**Work request**: Without the images, output each record below as it stands.
══ Exercise data ══
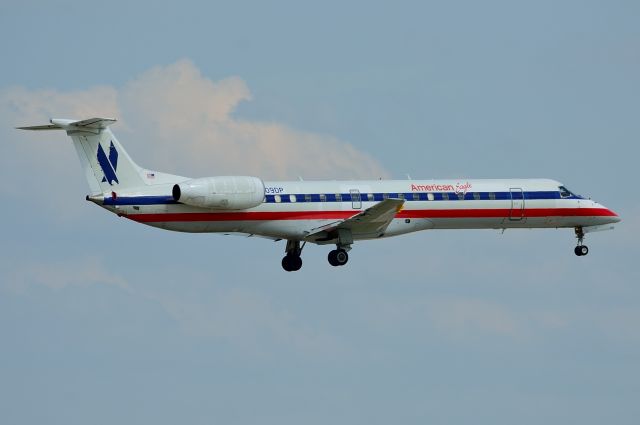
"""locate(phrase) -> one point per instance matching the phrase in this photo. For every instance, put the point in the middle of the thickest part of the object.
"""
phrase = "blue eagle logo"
(109, 165)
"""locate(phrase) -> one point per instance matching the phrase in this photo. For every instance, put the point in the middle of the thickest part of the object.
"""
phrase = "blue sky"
(103, 320)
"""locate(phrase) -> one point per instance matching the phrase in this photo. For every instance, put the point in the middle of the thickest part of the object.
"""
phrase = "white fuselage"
(292, 209)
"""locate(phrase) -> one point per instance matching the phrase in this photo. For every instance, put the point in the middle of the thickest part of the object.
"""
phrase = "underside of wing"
(371, 222)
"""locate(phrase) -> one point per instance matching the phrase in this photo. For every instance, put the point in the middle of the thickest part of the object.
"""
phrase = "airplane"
(321, 212)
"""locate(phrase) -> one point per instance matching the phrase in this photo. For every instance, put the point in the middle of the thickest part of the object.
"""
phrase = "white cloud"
(185, 124)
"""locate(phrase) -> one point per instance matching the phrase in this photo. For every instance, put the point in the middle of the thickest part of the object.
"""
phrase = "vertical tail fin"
(106, 165)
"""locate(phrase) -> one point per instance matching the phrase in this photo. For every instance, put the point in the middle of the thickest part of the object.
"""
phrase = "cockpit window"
(564, 192)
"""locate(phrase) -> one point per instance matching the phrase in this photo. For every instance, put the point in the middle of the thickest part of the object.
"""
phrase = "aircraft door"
(356, 200)
(517, 204)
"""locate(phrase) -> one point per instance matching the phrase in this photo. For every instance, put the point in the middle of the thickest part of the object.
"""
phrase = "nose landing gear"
(292, 261)
(338, 257)
(580, 249)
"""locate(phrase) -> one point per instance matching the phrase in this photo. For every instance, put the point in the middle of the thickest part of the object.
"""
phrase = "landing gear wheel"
(291, 263)
(581, 250)
(338, 257)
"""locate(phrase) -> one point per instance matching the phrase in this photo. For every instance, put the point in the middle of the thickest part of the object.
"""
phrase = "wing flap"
(373, 220)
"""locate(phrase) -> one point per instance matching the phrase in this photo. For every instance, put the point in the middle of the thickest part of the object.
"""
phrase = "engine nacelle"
(223, 193)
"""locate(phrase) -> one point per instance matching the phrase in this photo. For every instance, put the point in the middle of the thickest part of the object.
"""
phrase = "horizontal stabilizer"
(41, 127)
(64, 124)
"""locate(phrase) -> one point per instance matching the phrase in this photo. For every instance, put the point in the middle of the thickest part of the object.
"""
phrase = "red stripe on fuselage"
(333, 215)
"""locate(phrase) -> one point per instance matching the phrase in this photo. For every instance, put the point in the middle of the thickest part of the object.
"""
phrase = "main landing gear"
(338, 257)
(292, 261)
(580, 249)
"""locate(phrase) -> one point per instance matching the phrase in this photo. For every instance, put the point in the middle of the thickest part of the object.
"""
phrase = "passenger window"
(564, 192)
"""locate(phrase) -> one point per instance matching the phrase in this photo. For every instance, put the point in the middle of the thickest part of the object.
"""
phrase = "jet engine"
(223, 193)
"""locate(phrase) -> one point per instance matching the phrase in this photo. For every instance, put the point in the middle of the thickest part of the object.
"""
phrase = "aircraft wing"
(373, 220)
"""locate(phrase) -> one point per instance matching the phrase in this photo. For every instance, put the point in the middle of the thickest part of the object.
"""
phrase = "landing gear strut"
(580, 249)
(292, 261)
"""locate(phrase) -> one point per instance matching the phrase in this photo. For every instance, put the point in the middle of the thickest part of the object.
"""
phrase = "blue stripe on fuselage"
(346, 197)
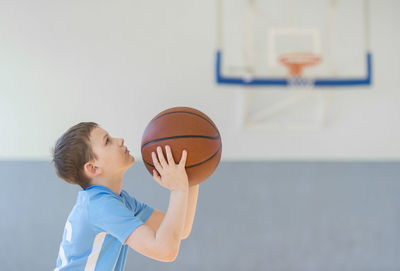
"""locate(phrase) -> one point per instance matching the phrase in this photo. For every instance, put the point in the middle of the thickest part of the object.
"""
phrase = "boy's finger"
(182, 163)
(163, 162)
(155, 162)
(156, 176)
(170, 157)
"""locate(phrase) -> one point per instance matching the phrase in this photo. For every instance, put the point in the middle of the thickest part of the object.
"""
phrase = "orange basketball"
(184, 128)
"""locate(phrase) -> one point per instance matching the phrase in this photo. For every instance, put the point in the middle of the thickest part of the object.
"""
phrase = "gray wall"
(251, 216)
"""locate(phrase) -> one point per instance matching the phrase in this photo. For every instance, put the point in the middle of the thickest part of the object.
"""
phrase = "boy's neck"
(114, 185)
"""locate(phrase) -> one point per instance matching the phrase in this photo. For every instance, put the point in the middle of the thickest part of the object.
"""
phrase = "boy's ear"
(91, 169)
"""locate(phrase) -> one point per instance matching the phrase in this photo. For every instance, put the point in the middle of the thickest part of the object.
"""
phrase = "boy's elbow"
(185, 235)
(171, 255)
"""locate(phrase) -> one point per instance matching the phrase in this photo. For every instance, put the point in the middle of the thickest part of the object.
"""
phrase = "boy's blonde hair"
(72, 150)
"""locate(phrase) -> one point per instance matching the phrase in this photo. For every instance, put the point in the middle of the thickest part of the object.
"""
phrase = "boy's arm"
(163, 244)
(157, 216)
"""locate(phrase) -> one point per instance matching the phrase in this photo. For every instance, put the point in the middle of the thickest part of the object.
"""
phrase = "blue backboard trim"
(318, 82)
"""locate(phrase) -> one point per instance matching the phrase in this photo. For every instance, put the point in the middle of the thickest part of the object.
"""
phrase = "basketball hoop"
(297, 61)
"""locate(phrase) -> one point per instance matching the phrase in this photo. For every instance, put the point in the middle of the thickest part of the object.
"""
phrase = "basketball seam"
(187, 113)
(183, 136)
(202, 162)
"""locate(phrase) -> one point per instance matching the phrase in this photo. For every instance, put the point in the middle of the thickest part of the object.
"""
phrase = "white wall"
(119, 63)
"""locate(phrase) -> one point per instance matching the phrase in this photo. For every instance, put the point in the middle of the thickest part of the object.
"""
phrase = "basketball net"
(299, 107)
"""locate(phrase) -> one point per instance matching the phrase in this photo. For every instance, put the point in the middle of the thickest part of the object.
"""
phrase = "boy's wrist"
(181, 189)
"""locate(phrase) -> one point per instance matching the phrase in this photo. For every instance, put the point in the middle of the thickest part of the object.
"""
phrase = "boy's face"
(113, 157)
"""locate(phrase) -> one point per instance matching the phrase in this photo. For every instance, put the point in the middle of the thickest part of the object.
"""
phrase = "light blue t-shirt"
(97, 228)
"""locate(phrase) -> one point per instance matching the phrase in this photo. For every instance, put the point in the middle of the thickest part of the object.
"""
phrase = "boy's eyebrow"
(104, 137)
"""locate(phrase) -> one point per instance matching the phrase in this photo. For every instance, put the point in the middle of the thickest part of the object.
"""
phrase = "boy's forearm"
(191, 210)
(171, 229)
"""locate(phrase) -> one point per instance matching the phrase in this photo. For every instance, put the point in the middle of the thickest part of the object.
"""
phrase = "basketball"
(184, 128)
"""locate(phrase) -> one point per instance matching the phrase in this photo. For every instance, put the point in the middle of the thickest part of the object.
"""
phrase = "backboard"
(254, 34)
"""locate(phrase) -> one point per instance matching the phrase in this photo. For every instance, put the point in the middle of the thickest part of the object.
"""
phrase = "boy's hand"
(170, 175)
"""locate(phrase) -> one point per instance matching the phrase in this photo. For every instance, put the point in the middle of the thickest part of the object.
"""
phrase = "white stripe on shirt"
(96, 248)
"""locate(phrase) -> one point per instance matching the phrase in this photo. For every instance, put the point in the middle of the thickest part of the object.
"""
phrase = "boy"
(106, 219)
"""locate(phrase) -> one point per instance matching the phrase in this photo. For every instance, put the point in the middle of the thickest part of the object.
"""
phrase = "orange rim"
(297, 61)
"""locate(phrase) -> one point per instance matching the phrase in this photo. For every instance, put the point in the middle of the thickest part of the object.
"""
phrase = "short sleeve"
(140, 209)
(111, 215)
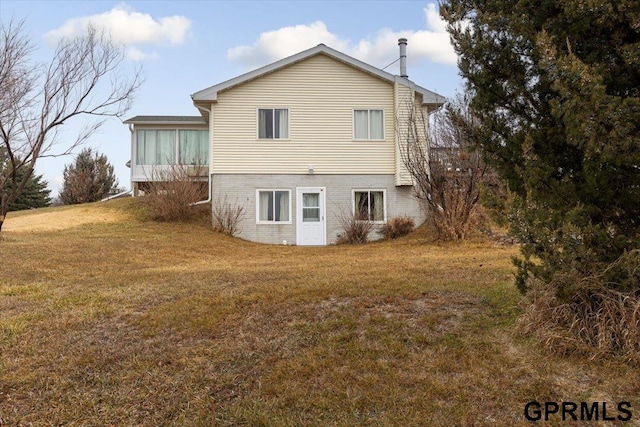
═══
**Result**:
"""locate(phrase) -> one point per instance matching the phrase in this photo. For every instance, put the point in the middle of the thickest part of the object.
"""
phrase = "blue eagle logo"
(109, 165)
"""locate(phrase) -> one point per instance matching the phrase in this photo. For every instance, put the point in the middle of the thickest part of the object.
"""
phrase = "blue sky"
(103, 320)
"""locate(phrase) -> one point per instance matching the phrase in this photo. For every instance, put the point in the middle of the thickest part of the object.
"""
phrase = "white fuselage"
(292, 209)
"""locate(phrase) -> one point per instance matching the phrase in this photo. For every instance, put the point in the middle of the thickest part of the object.
"""
phrase = "underside of wing"
(371, 222)
"""locate(phrase) -> one point per instance matching the phrase in this photo. For every instance, put the point in the middle of the thickest part of the object.
"""
phrase = "airplane"
(321, 212)
"""locate(phrase) -> one point per instance matching the phrase in this photo. For every instance, put the point in the middle of the thickest part of the object.
"""
phrase = "white cloud"
(185, 124)
"""locate(phrase) -> one point per instance matching the phrase in this photo. For every instance, put the point in the middle of the thickest part of the object.
"""
phrase = "vertical tail fin"
(106, 165)
"""locate(phrase) -> one point per instance matching the phrase in this photo. For every instance, put the point in the middle of the thickest part of the object.
"""
phrase = "cockpit window"
(564, 192)
"""locate(phrase) -> one point per instance matching the phrase in this photo. For every instance, put the point in the middle of the thickest part of the object.
"""
phrase = "aircraft door"
(356, 200)
(517, 204)
"""locate(phrase) -> one point per instance matching the phrase in this photo. For every instance, put the point in the middle of the thickest part of the object.
"""
phrase = "nose landing gear"
(292, 261)
(338, 257)
(580, 249)
"""locate(phrase) -> one point per instance matching the phrase in this photo. For every instance, put the point in the middle of the thickest part of the object.
"""
phrase = "landing gear wheel"
(291, 263)
(581, 250)
(338, 257)
"""locate(phrase) -> one point per instance matching the phrase in this photo. For every instance, put the point in the middle of the thickest part of the object.
"""
phrase = "wing flap"
(373, 220)
"""locate(phrase) -> one point per instance matching the phrase in this photo. For every instance, put the point in the middle of the thickest part of the object.
"""
phrase = "engine nacelle"
(223, 193)
"""locate(phrase) -> one point per instance matching the phrase in this photo. For every instance, put the point in the middle of the thickest part of the object.
"""
phrase = "horizontal stabilizer"
(41, 127)
(64, 124)
"""locate(phrase) -> one point per instance matching the phrase in this photo. For every instance, put the point in the middle of the thickest part of the object.
"""
phrase = "red stripe on fuselage"
(333, 215)
"""locate(phrase) -> one point per instance matching the phrase in this photo. For every instance, put the point in the middle of the thickest part of the object.
"""
phrase = "main landing gear"
(338, 257)
(292, 261)
(580, 249)
"""locate(phrase) -> one point per instance matching the phrase in this photo. For every instance, put the point in the middle of the thickest part of the object.
"""
phrase = "passenger window"
(564, 192)
"""locate(phrase) -> one point per instance matching the phrase in this photo. For every instance, put the point in the middle of the thickest part of the object.
"""
phrase = "jet engine"
(223, 193)
"""locate(phrase) -> one point per instance matching the phrase in this photo. For every instance, put the point in the middle of the thickest part of the object.
"""
phrase = "aircraft wing"
(373, 220)
"""locate(phrase) -> one point per instance matching the phrase in this photo. For every instance, put the point in the middle of the thickest part of the object.
"""
phrase = "landing gear strut"
(580, 249)
(292, 261)
"""locate(phrase) -> one point per instance matching the phrase in this photo. For every instance, put the point in the middle of the thickest part of the object.
"""
phrase = "blue stripe on fuselage"
(346, 197)
"""locate(phrase) -> one point per instance matching the phrase in this photo. For every instance, put the point in the middle of the thickest part of the object.
"""
phrase = "boy's finger"
(182, 163)
(163, 162)
(155, 162)
(156, 176)
(170, 157)
"""locate(phrase) -> one point per instance matching the phrase in this photo. For every instance, put the point in the middle of the thickest part of the object.
"""
phrase = "orange basketball"
(184, 128)
"""locate(phrase) -> one point per instance matching the phrase in this photo. For every instance, put the point in the middle of the thickest part of the object.
"""
phrase = "gray wall"
(251, 216)
"""locate(phrase) -> one point per instance matching the phrase in this photo. For every instance, put the point in the middle of the thickest part of the object.
"""
phrase = "boy's neck"
(114, 185)
"""locate(phrase) -> one point per instance matching the phrase in this photo. For every instance, put the point in the middle of the thickest part of the object.
"""
phrase = "boy's ear"
(91, 169)
"""locate(phrase) -> one point per instance matching the phrase in this photo. For every instance, put the point in the middle of the thickest part of the object.
"""
phrase = "boy's elbow"
(185, 235)
(171, 255)
"""locate(phrase) -> one point per instance matching the phrase in this photo. For every instance, put the point in the middle of the thickest part of the object.
"""
phrase = "boy's blonde hair"
(72, 150)
"""locate(phrase) -> one point per instance matching the phrase in this photo. For every instance, put the point in the middle of the thickest part of the object.
"""
phrase = "boy's arm"
(163, 244)
(157, 216)
"""locate(phrase) -> one point per instance matching the phrase in this photo. For every instance, put the point in the middle of the thickest part of the object.
"""
phrase = "blue backboard trim"
(318, 82)
"""locate(phrase) -> one point per instance matching the phrase in this photo. For every instance, put the point in the middle of the thickest part of the object.
"""
phrase = "basketball hoop"
(297, 61)
"""locate(phrase) -> one point per instance matching the phrase in this photo. For every instance, put the point in the middle of the thickest part of the object.
"""
phrase = "basketball seam"
(187, 113)
(183, 136)
(202, 162)
"""locate(phrase) -> one point per instance matching the phrase in this photo. For every instance, put the point in the middle of the thickest part of the object.
"""
phrase = "white wall"
(119, 63)
"""locate(phrase) -> one point per instance matching the phrase in this photo. For every instance, put the point in the middle of the thickest part of the object.
"""
phrase = "basketball net"
(299, 107)
"""locate(phrase) -> one point per instance matching the phrase in this photo. For every instance, put the point in the middle of the thickest part of the object.
"""
phrase = "boy's wrist"
(181, 189)
"""locate(phrase) -> one point per instance matching the phrase in this photo. For every instance, put the point in the middle of the thickest part of the object.
"""
phrase = "boy's face"
(113, 157)
"""locate(phrase) -> one point per instance matching the phrase in this photo. For every instance, put the point in the middle of the thickest part of the object.
"""
phrase = "light blue t-shirt"
(97, 228)
"""locate(phrase) -> one point per instance matching the phrase in this photo. For every instance, put the point in the middle of the thickest part of the object.
"""
phrase = "boy's eyebrow"
(104, 137)
"""locate(phrase) -> one point per instance matching the phrase in this photo. For every instance, put the point in the middle of the thickest part of the object.
"""
phrase = "boy's forearm"
(191, 210)
(171, 229)
"""locate(phrase) -> one point per instance matching the phrase in this photo. For every instance, put the point in the middle of the thickest part of the object.
"""
phrase = "basketball"
(184, 128)
"""locate(phrase) -> one point per instance matching the phrase in this photo. For every instance, put the point in the middle of the thickest part of the object.
"""
phrase = "backboard"
(254, 34)
"""locate(phrase) -> one point per instance matching the phrase in this photo. For every instance, put the point in the middle of the thickest part of the object.
"""
phrase = "boy's hand"
(170, 175)
"""locate(phrase) -> one point per instance matching the phrase in this photo. For every instance, put the point in the middle of the thickest part of the object.
"""
phrase = "white stripe on shirt"
(96, 248)
"""locate(phrase) -> one point per instance matching the phrase in this photo. For every instance, put the point in the middle of the thickest part of the object.
"""
phrase = "boy"
(106, 219)
"""locate(phrase) -> one point per instance matching the phrase in this photo. For every instance, put the point in the middle of the thickest part of the object.
"""
phrase = "orange rim"
(297, 61)
"""locate(phrase) -> one point per instance matching the phrase in this photo. For every instance, put the point in the middle of the thickest part of the object.
"""
phrase = "short sleeve"
(140, 209)
(111, 215)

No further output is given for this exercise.